— Text block —
• • • • • • •

2189. Evaluation of Interventions Intended to Increase Lung Cancer Screening Rates: A Systematic Review and Meta-Analysis
Authors * Denotes Presenting Author
  1. Shina Satoh *; Donald and Barbara Zucker School of Medicine at Hofstra/Northwell; Staten Island University Hospital
  2. Stuart Cohen ; Donald and Barbara Zucker School of Medicine at Hofstra/Northwell; North Shore University Hospital
  3. Manav Shah; Donald and Barbara Zucker School of Medicine at Hofstra/Northwell
  4. Mitchell Sungelo; Donald and Barbara Zucker School of Medicine at Hofstra/Northwell; Staten Island University Hospital
  5. Louise Falzon ; The University of Sheffield
To summarize evidence on the effectiveness of interventions aimed at increasing lung cancer screening (LCS) rates.

• • • • • • •

Image-grounded pointing data:
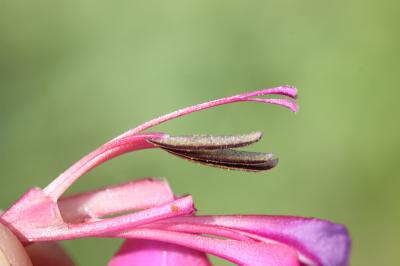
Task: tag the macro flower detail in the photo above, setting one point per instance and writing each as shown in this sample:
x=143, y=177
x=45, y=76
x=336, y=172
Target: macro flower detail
x=161, y=228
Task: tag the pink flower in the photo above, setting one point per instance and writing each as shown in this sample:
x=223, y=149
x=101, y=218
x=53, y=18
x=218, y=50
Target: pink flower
x=165, y=231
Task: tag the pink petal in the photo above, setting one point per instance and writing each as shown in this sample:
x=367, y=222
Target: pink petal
x=35, y=217
x=106, y=152
x=319, y=241
x=155, y=253
x=283, y=90
x=239, y=252
x=134, y=195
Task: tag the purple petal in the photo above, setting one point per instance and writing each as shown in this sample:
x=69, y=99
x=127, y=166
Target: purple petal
x=155, y=253
x=322, y=242
x=239, y=252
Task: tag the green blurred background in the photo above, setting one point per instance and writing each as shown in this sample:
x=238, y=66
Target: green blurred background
x=73, y=74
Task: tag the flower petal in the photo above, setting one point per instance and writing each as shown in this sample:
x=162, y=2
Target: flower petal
x=239, y=252
x=319, y=241
x=106, y=152
x=35, y=217
x=155, y=253
x=248, y=96
x=134, y=195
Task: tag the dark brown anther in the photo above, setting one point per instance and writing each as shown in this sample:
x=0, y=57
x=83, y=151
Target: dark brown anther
x=206, y=142
x=217, y=151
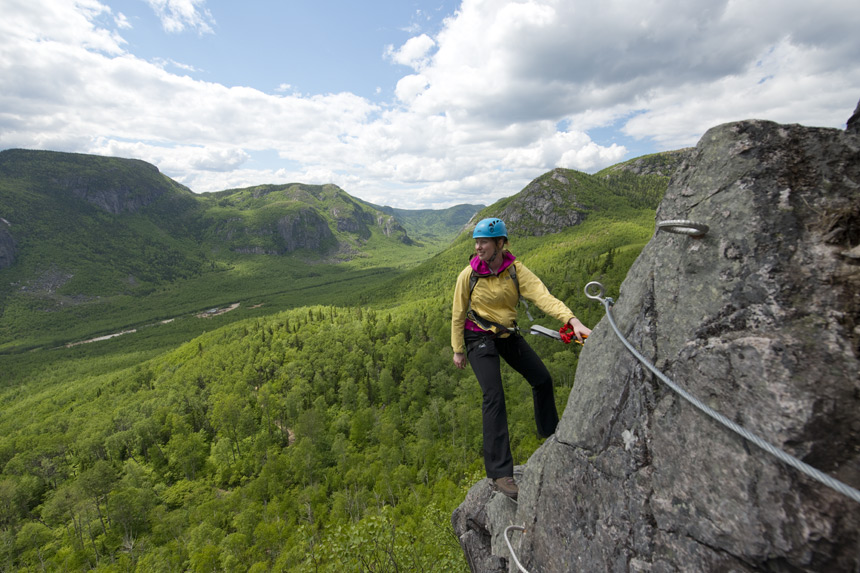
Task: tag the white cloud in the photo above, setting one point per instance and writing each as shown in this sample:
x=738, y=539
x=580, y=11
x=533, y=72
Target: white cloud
x=505, y=92
x=414, y=53
x=178, y=15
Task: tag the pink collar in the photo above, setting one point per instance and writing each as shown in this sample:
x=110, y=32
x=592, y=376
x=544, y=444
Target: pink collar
x=483, y=269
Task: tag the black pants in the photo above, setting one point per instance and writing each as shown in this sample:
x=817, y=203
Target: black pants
x=484, y=353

• • • • • • •

— Task instructions —
A - List every author named in the lung cancer screening abstract above.
B - Output the portion of the lung cancer screening abstract starting at "2189. Evaluation of" and ending at "screening (LCS) rates.".
C - Pick up the lung cancer screening abstract after its final sentence and continue writing it.

— Exercise results —
A - Shina Satoh, Stuart Cohen, Manav Shah, Mitchell Sungelo, Louise Falzon

B -
2189. Evaluation of Interventions Intended to Increase Lung Cancer Screening Rates: A Systematic Review and Meta-Analysis
Authors * Denotes Presenting Author
  1. Shina Satoh *; Donald and Barbara Zucker School of Medicine at Hofstra/Northwell; Staten Island University Hospital
  2. Stuart Cohen ; Donald and Barbara Zucker School of Medicine at Hofstra/Northwell; North Shore University Hospital
  3. Manav Shah; Donald and Barbara Zucker School of Medicine at Hofstra/Northwell
  4. Mitchell Sungelo; Donald and Barbara Zucker School of Medicine at Hofstra/Northwell; Staten Island University Hospital
  5. Louise Falzon ; The University of Sheffield
To summarize evidence on the effectiveness of interventions aimed at increasing lung cancer screening (LCS) rates.

C -
Materials and Methods:
Databases including PubMed, Ovid, MEDLINE, EMBASE, The Cochrane Library, ClinicalTrials.gov, and Epistemonikos were searched to identify studies evaluating interventions aimed at increasing LCS rates in a healthcare facility setting. Studies with a prospective intervention and a comparator group, including randomized control trials (RCTs) and observational studies were included. Outcomes of interest were the rates of low-dose computed tomography (LDCT) performed (primary) and ordered (secondary) in the intervention versus the control groups. Two independent reviewers performed abstract/title and full-text screening, data extraction, and quality assessment with a third reviewer adjudicating any discrepancies. An intention-to-treat analysis was used to calculate relative risk (RR) for each study, which was employed as an effect size measure for meta-analyses. Subgroup analyses by intervention type, multistep versus single-step interventions, and decision aids (DA) versus non-DAs were performed. Data was pooled using a random-effects model. Multistep interventions were defined as those addressing multiple barriers throughout the patient’s course of care (e.g., establishing initial care, discussing and scheduling LCS, and ensuring follow-up care). Single-step interventions were those addressing barrier(s) at one point in care (e.g., DA for discussing and deciding to undergo LCS).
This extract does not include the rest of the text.